TASK ITEM
Repeat the entries word for word. Leave nothing out.

Stored entries
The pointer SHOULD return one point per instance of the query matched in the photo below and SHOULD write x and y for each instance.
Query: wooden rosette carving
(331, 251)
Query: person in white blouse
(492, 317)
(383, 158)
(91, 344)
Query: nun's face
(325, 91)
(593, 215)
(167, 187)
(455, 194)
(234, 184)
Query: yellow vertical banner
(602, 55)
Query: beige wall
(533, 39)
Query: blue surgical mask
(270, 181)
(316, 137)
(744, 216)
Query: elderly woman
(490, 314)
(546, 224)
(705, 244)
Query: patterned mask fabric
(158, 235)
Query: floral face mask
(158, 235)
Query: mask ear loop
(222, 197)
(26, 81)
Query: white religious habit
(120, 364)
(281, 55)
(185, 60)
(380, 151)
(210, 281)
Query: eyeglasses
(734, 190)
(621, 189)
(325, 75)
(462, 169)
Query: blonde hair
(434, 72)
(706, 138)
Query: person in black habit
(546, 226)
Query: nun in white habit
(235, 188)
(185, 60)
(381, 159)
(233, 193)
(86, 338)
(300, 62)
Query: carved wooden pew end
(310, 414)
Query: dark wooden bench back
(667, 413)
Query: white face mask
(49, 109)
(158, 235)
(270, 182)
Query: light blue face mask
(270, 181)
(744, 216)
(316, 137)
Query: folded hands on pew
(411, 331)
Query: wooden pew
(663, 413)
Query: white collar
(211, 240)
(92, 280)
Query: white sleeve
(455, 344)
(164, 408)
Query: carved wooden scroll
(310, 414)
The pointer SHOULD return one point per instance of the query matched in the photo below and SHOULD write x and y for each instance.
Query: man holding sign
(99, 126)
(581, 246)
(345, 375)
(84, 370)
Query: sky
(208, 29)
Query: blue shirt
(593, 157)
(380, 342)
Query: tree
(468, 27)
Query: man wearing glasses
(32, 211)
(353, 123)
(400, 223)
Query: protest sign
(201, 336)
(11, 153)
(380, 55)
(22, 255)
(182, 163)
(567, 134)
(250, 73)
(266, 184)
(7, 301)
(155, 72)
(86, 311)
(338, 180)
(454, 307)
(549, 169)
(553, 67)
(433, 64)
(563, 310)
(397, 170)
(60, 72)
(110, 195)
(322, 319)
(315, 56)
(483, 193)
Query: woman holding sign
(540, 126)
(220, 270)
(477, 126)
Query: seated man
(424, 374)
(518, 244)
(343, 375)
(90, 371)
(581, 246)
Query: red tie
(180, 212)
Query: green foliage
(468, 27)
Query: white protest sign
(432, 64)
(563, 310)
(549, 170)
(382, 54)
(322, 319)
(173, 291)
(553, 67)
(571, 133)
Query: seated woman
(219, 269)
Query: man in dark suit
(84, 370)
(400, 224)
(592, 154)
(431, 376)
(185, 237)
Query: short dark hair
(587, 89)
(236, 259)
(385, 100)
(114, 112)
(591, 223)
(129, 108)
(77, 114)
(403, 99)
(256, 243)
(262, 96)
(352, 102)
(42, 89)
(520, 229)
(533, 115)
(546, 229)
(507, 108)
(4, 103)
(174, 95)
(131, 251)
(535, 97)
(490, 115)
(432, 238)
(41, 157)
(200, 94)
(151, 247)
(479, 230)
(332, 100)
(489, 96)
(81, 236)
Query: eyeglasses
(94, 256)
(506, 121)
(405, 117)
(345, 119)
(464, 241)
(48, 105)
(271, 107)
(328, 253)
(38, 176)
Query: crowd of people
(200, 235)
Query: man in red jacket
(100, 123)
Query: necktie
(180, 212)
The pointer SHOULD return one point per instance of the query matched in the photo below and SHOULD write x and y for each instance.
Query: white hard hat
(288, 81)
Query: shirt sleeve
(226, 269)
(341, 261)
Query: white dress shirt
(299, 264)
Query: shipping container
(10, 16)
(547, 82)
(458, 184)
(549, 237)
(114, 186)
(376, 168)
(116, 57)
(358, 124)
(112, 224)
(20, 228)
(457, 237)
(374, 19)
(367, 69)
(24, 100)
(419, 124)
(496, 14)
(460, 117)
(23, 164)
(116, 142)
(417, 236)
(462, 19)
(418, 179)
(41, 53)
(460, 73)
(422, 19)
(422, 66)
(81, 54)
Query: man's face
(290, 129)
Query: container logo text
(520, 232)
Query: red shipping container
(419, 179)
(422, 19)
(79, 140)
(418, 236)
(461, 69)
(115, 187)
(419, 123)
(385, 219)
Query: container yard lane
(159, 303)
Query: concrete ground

FINISHED EXERCISE
The pointer SHOULD return one point per instance of the query matched in the photo below and SHOULD write x and y for each instance.
Query: wooden rosette carving
(331, 251)
Query: person in white blouse
(492, 317)
(383, 158)
(91, 344)
Query: nun's face
(325, 91)
(593, 215)
(167, 187)
(455, 194)
(234, 184)
Query: yellow vertical banner
(602, 55)
Query: beige wall
(533, 39)
Query: blue surgical mask
(270, 181)
(316, 137)
(744, 216)
Query: elderly woman
(490, 314)
(546, 224)
(705, 244)
Query: patterned mask fabric
(158, 235)
Query: floral face mask
(158, 235)
Query: mask ear loop
(222, 197)
(26, 81)
Query: white religious habit
(120, 364)
(281, 55)
(185, 60)
(380, 151)
(210, 281)
Query: eyeglasses
(734, 190)
(621, 189)
(325, 75)
(462, 169)
Query: blonde hair
(434, 72)
(706, 138)
Query: person in black habit
(546, 226)
Query: nun in white habit
(235, 188)
(185, 60)
(381, 159)
(233, 193)
(86, 338)
(300, 62)
Query: carved wooden pew end
(310, 414)
Query: dark wooden bench back
(667, 413)
Query: white face mask
(49, 109)
(158, 235)
(270, 182)
Query: light blue face mask
(270, 181)
(744, 216)
(316, 137)
Query: folded hands on pew
(411, 331)
Query: wooden pew
(663, 413)
Query: white collar
(211, 240)
(92, 280)
Query: white sleeve
(455, 344)
(164, 408)
Query: carved wooden scroll
(310, 414)
The pointer SHOULD return one point per instance of the query matched in the photo below and SHOULD write x and y for each instance.
Query: man holding sign
(99, 126)
(581, 246)
(345, 375)
(84, 370)
Query: sky
(208, 29)
Query: blue shirt
(593, 157)
(380, 342)
Query: tree
(468, 27)
Query: man wearing glasses
(32, 211)
(353, 123)
(400, 223)
Query: protest sign
(201, 336)
(11, 153)
(380, 55)
(22, 255)
(182, 163)
(567, 134)
(250, 73)
(266, 184)
(7, 301)
(155, 72)
(86, 311)
(338, 180)
(454, 307)
(549, 169)
(553, 67)
(433, 64)
(563, 310)
(397, 170)
(60, 72)
(110, 195)
(322, 319)
(315, 56)
(483, 193)
Query: woman holding sign
(540, 126)
(220, 270)
(477, 126)
Query: seated man
(424, 374)
(518, 244)
(343, 375)
(90, 371)
(581, 246)
Query: red tie
(180, 212)
Query: green foliage
(468, 27)
Query: white protest sign
(432, 64)
(563, 310)
(549, 170)
(382, 54)
(322, 319)
(173, 291)
(553, 67)
(571, 133)
Query: seated woman
(219, 269)
Query: man in dark suit
(84, 370)
(400, 224)
(592, 154)
(431, 376)
(185, 237)
Query: short dark hair
(587, 89)
(236, 259)
(385, 100)
(114, 112)
(591, 223)
(129, 108)
(77, 114)
(403, 99)
(256, 243)
(262, 96)
(352, 102)
(42, 89)
(520, 229)
(533, 115)
(546, 229)
(507, 108)
(4, 103)
(174, 95)
(131, 251)
(535, 97)
(490, 115)
(432, 238)
(41, 157)
(200, 94)
(151, 247)
(479, 230)
(332, 100)
(489, 96)
(81, 236)
Query: eyeglasses
(94, 256)
(506, 121)
(405, 117)
(345, 119)
(464, 241)
(48, 105)
(271, 107)
(328, 253)
(38, 176)
Query: crowd of people
(200, 235)
Query: man in red jacket
(100, 123)
Query: necktie
(180, 212)
The pointer SHOULD return one point per instance of the query matched in the photo below and SHOULD write x and y for each instance.
Query: white hard hat
(288, 81)
Query: shirt sleeve
(226, 269)
(341, 261)
Query: white dress shirt
(299, 264)
Query: shipping container
(10, 16)
(547, 82)
(458, 184)
(549, 237)
(114, 186)
(376, 168)
(116, 57)
(358, 124)
(112, 224)
(20, 228)
(457, 237)
(374, 19)
(367, 69)
(24, 100)
(419, 124)
(496, 14)
(460, 117)
(23, 164)
(116, 142)
(417, 236)
(462, 19)
(418, 179)
(41, 53)
(460, 73)
(422, 19)
(422, 66)
(81, 54)
Query: man's face
(290, 129)
Query: container logo text
(520, 232)
Query: red shipping container
(419, 179)
(422, 19)
(79, 140)
(418, 236)
(461, 69)
(115, 187)
(419, 123)
(385, 219)
Query: container yard lane
(159, 303)
Query: concrete ground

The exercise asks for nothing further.